**INSTRUCTIONS TO FOLLOW:** Please reproduce the entries unchanged, starting with their first line and going on through the line that contains "148], [149, 35]]", both ends included.

**LISTING:**
------------

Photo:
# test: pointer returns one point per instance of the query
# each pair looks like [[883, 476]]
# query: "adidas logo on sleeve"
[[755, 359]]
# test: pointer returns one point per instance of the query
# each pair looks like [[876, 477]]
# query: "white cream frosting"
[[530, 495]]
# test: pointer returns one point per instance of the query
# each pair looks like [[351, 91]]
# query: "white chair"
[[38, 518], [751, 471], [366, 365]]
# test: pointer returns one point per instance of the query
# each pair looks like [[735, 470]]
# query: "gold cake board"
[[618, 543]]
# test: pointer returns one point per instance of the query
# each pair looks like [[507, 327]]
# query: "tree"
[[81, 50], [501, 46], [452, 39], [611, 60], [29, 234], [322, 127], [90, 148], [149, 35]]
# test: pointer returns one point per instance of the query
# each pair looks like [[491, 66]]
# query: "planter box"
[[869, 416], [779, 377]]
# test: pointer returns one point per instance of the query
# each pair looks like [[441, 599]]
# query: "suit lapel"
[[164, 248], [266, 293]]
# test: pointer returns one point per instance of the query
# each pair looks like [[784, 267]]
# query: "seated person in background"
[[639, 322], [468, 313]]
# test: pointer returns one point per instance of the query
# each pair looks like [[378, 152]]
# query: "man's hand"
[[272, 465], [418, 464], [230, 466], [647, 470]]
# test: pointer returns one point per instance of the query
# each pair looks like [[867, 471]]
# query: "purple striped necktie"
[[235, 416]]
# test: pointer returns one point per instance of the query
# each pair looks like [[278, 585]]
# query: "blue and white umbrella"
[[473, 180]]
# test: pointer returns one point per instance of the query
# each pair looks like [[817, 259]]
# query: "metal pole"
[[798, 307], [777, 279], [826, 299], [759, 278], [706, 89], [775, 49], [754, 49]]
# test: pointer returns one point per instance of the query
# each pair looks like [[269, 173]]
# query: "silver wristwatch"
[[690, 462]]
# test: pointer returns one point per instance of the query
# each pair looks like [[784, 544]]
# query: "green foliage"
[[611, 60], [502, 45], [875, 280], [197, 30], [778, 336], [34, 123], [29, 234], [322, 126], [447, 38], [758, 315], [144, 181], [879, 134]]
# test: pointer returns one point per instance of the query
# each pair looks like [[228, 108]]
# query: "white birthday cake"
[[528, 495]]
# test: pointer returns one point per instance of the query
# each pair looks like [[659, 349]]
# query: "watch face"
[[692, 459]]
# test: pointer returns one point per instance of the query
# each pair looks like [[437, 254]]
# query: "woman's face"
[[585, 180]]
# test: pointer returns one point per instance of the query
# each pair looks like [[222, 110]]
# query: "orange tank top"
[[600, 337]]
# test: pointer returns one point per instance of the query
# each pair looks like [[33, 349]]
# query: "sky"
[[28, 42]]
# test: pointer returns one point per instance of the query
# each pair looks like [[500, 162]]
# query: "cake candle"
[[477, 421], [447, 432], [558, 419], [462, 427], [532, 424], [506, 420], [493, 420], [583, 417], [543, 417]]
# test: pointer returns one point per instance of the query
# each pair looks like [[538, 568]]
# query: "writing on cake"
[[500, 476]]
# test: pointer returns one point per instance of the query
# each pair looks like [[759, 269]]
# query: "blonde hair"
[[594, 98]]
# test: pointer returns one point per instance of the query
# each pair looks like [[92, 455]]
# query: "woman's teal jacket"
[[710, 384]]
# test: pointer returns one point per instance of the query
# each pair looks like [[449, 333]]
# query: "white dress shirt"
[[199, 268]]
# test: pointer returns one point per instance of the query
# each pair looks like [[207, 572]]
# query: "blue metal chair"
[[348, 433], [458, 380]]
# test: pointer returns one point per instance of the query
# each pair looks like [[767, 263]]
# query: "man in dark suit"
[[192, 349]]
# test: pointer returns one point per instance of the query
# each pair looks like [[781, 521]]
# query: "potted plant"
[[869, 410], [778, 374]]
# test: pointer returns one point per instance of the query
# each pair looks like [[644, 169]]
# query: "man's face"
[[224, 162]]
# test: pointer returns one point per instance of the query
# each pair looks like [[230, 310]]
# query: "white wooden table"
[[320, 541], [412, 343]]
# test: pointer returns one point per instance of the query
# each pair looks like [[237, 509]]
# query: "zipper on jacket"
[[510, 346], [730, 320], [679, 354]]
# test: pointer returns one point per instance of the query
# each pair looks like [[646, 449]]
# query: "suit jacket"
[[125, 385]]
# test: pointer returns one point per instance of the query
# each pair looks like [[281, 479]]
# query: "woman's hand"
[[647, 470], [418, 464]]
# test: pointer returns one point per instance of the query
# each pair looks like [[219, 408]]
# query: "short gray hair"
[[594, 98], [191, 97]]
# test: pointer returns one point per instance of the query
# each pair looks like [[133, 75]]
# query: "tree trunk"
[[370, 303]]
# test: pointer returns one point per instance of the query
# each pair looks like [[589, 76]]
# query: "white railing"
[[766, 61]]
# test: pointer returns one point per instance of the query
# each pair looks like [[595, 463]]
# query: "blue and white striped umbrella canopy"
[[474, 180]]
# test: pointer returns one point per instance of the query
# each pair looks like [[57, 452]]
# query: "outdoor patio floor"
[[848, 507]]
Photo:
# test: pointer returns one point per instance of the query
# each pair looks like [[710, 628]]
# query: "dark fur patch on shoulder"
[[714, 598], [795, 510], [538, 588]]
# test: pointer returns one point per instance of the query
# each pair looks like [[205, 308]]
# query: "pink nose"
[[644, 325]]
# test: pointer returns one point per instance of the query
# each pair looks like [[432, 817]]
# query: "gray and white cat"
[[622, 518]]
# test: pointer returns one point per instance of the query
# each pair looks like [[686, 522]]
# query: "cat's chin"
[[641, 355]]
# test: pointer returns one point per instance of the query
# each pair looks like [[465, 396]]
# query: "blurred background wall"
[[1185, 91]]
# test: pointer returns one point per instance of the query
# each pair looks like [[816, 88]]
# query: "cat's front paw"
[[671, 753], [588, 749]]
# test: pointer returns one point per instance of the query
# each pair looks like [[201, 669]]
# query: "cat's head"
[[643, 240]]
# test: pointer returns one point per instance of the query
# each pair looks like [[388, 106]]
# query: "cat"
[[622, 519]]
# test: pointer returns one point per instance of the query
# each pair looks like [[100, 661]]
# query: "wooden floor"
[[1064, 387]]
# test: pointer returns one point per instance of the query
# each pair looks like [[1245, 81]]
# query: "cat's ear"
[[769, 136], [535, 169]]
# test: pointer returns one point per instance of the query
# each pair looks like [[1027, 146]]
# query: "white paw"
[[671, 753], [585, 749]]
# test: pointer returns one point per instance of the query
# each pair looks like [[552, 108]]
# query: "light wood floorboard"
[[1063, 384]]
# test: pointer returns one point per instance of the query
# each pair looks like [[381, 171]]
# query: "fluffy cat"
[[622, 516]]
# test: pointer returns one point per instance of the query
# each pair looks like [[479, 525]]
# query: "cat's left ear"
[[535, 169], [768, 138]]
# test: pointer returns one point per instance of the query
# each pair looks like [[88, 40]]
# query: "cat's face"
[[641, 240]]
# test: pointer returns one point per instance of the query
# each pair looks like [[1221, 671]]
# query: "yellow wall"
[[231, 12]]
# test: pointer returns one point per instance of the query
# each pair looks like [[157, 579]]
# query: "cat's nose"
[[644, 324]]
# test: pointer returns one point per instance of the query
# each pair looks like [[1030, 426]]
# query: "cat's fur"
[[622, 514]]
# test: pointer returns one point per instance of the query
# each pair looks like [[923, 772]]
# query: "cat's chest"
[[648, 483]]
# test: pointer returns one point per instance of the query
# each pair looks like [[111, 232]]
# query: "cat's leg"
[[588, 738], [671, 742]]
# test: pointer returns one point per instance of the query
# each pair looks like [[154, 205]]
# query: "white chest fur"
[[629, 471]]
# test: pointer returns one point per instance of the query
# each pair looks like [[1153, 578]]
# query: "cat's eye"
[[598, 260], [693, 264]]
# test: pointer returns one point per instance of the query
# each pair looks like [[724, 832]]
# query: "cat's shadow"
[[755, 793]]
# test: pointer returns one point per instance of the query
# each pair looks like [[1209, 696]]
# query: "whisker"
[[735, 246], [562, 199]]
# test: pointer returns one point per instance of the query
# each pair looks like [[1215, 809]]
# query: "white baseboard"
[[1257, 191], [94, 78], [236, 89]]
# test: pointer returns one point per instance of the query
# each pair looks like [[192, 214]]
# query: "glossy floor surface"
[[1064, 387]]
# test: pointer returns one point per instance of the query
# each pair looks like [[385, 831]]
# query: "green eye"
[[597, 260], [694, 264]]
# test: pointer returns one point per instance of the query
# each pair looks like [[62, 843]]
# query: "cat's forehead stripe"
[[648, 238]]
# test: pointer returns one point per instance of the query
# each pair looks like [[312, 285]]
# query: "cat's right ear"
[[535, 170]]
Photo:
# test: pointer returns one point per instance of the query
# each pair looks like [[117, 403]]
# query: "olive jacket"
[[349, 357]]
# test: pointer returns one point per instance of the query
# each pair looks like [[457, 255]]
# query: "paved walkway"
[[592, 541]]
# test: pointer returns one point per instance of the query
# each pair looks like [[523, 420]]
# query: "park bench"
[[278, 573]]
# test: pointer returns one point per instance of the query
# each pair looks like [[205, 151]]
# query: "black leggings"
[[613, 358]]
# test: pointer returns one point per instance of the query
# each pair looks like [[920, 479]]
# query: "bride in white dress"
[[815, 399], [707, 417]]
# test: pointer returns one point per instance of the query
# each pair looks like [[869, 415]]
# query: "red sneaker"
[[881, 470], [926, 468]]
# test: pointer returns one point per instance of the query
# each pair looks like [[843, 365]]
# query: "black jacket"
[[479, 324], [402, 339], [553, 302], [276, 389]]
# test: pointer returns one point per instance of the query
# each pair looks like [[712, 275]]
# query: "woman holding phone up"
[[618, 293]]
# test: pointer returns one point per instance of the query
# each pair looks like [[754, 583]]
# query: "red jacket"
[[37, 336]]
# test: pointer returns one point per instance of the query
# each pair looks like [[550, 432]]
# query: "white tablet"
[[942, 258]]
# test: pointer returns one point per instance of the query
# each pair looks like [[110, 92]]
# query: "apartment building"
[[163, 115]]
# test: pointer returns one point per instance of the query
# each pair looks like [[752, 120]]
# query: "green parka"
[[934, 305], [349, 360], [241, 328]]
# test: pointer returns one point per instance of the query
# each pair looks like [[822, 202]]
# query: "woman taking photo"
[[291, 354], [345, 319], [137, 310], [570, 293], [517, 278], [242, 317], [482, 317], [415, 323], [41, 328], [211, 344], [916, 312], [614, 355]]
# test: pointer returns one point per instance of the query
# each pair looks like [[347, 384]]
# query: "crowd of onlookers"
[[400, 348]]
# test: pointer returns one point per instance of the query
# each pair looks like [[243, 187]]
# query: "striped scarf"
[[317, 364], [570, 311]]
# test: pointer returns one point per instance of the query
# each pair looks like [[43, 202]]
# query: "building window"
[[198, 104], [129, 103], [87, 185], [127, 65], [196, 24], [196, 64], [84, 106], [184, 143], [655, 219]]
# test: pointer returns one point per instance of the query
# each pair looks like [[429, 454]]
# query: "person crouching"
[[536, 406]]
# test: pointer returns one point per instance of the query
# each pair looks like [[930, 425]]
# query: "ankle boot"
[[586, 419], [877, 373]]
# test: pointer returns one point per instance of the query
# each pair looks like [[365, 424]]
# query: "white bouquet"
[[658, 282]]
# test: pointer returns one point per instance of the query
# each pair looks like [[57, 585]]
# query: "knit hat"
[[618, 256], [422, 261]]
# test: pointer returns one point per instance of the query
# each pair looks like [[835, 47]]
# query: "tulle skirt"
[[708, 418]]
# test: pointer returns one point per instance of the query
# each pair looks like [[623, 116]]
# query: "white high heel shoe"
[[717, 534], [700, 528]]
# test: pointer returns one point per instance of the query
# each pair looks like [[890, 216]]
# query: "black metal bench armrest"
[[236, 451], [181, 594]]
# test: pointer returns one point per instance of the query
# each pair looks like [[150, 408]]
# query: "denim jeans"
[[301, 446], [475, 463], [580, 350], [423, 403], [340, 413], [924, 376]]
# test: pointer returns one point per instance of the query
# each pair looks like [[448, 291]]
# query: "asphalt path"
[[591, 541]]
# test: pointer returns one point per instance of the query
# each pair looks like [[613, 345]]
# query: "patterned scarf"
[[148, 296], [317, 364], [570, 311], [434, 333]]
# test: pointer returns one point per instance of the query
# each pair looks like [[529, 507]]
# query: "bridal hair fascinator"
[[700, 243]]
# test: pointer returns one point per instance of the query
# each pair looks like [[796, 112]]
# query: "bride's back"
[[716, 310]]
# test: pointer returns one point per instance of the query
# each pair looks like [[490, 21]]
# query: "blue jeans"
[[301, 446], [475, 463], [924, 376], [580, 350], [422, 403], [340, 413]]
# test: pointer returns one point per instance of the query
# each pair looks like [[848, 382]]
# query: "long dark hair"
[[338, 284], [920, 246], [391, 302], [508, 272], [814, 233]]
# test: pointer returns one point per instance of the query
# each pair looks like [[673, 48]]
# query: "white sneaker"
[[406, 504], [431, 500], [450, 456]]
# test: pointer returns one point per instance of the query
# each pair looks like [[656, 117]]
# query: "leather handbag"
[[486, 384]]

------------

**THE REPLY:**
Photo:
# test: pointer returns one point per instance of the query
# each pair looks like [[883, 476]]
# query: "adidas logo on sleeve"
[[755, 359]]
# test: pointer returns one point per instance of the query
# each pair looks like [[876, 477]]
# query: "white cream frosting"
[[530, 495]]
# test: pointer returns one point per instance of the query
# each pair looks like [[351, 91]]
# query: "white chair"
[[38, 518], [751, 471], [366, 365]]
# test: pointer returns one point per instance of the query
# each pair looks like [[735, 470]]
# query: "gold cake board"
[[618, 543]]
# test: pointer returns one point per instance of the query
# each pair looks like [[507, 327]]
# query: "tree"
[[81, 50], [501, 46], [452, 39], [611, 60], [29, 234], [322, 127], [90, 148], [149, 35]]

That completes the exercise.